SOURCE DOCUMENT START

Garrison information
- Occupants: (previously) The Berkerolles

Listed Building – Grade II

= East Orchard Castle =

Ruins in the Vale of Glamorgan, Wales

East Orchard Castle is a ruined building near St Athan in the Vale of Glamorgan, Wales, whose remains date mainly from the 14th century.

==History==

While it is called a castle, it was not fortified in the style of one and is officially classed as post-medieval and broadly defined as a domestic manor house dwelling. The historic site in its entirety contains a manor house, a barn, a chapel and a dovecote (able to house roughly 200 birds). It was destroyed by Llywelyn Bren, probably during the revolt of 1316.

The Orchards were built by the Berkerolles family, who received the land from Robert Fitzhammon after the conquest of Glamorgan 1091. It was passed to the Stradling family from St Donats in the 1400s, who improved the building over the centuries before selling it in 1756.

SOURCE DOCUMENT END

Answer these questions from the East Orchard Castle text:
1. Near which village does the ruined building stand?
2. Roughly how many birds could the dovecote house?
3. In what year did the Stradling family sell the building?

DATA TO EXAMINE START

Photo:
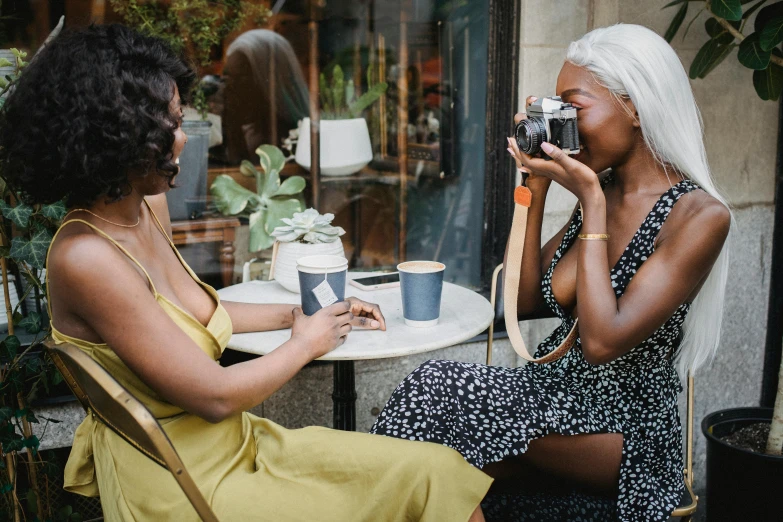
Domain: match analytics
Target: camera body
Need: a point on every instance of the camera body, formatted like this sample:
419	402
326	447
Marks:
548	120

DATA TO EXAMINE END

(COMPLETED EXERCISE):
1. St Athan
2. Roughly 200
3. 1756